▸ LIST OF TASKS
**A.** Using the conference announcement, answer these questions:
(i) In which building and auditorium is the conference held?
(ii) On which dates does the conference take place?
(iii) Which organization is listed as funding it?
**B.** Write out the conference announcement from "The conference engages" up to and including "study of the east of Europe.", swapping "land reclamation" for "agrarian reform".
**C.** Name every Germanophone group in the east of Europe that the conference announcement mentions.

Settling and Unsettling: Towards a “Settler Turn” in the Study of the East of Europe (1700s – Present)

Conference of the Institute for Danube Swabian History and Regional Studies

Veranstalter
Institute for Danube Swabian History and Regional Studies
Veranstaltungsort
University of Tübingen, Institute for Classical Archaeology, Auditorium Ernst von Sieglin, Schloss Hohentübingen, Burgsteige 11, 72070 Tübingen
Gefördert durch
Südosteuropa-Gesellschaft
PLZ
72070
Ort
Tübingen
Land
Deutschland
Findet statt
In Präsenz
Vom - Bis
12.10.2023 - 14.10.2023
Deadline
01.10.2023
Von
Cristian Cercel, Institut für donauschwäbische Geschichte und Landeskunde

Annual Conference of the Institute for Danube Swabian History and Regional Studies, 12-14 October, Tübingen: "Settling and Unsettling: Towards a 'Settler Turn' in the Study of the East of Europe (1700s - Present)"

Conference of the Institute for Danube Swabian History and Regional Studies

The conference engages with questions about the place of the east of Europe within the global history of settler colonialism and asks how can theoretical elaborations from the burgeoning field of settler colonial studies contribute to a better understanding of processes of settling, unsettling, resettling, and of processes of internal colonization and land reclamation in the east of Europe. It tests the relevance of concepts and understandings of ‘settlerness’ and ‘indigeneity’ for the study of the east of Europe and of the entanglements of the east of Europe with the rest of the world and looks for possibilities to refine the theoretical tenets of settler colonial studies through the study of the east of Europe.

Despite a growing discussion of the role and the place of the east of Europe within the global history of colonialism and despite the increasing application of postcolonial theories to the study of the east of Europe, there lacks a concerted engagement with settler colonialism and with ‘settlerness’ in the region. This is a surprising omission, considering the numerous threads and even knots linking the history of settler colonialism with the history of the east of Europe. Examples include internal colonization and frontier settlement processes in continental empires, concurrent with transatlantic settler colonization, the importance of settlerness in the ethnopolitical identifications of various Germanophone groups in the east of Europe (Transylvanian Saxons, Danube Swabians, or Russian Germans), or the migration-colonization nexus undergirding various Eastern European projects of transatlantic emigration.

▸ DATA BLOCK
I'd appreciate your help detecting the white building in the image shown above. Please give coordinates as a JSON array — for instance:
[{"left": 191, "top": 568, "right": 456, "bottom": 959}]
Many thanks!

▸ REPLIES
**A.**
(i) Schloss Hohentübingen, in the Auditorium Ernst von Sieglin of the University of Tübingen's Institute for Classical Archaeology
(ii) 12 to 14 October 2023
(iii) Südosteuropa-Gesellschaft

**B.**
The conference engages with questions about the place of the east of Europe within the global history of settler colonialism and asks how can theoretical elaborations from the burgeoning field of settler colonial studies contribute to a better understanding of processes of settling, unsettling, resettling, and of processes of internal colonization and agrarian reform in the east of Europe. It tests the relevance of concepts and understandings of ‘settlerness’ and ‘indigeneity’ for the study of the east of Europe and of the entanglements of the east of Europe with the rest of the world and looks for possibilities to refine the theoretical tenets of settler colonial studies through the study of the east of Europe.

**C.** Transylvanian Saxons, Danube Swabians, Russian Germans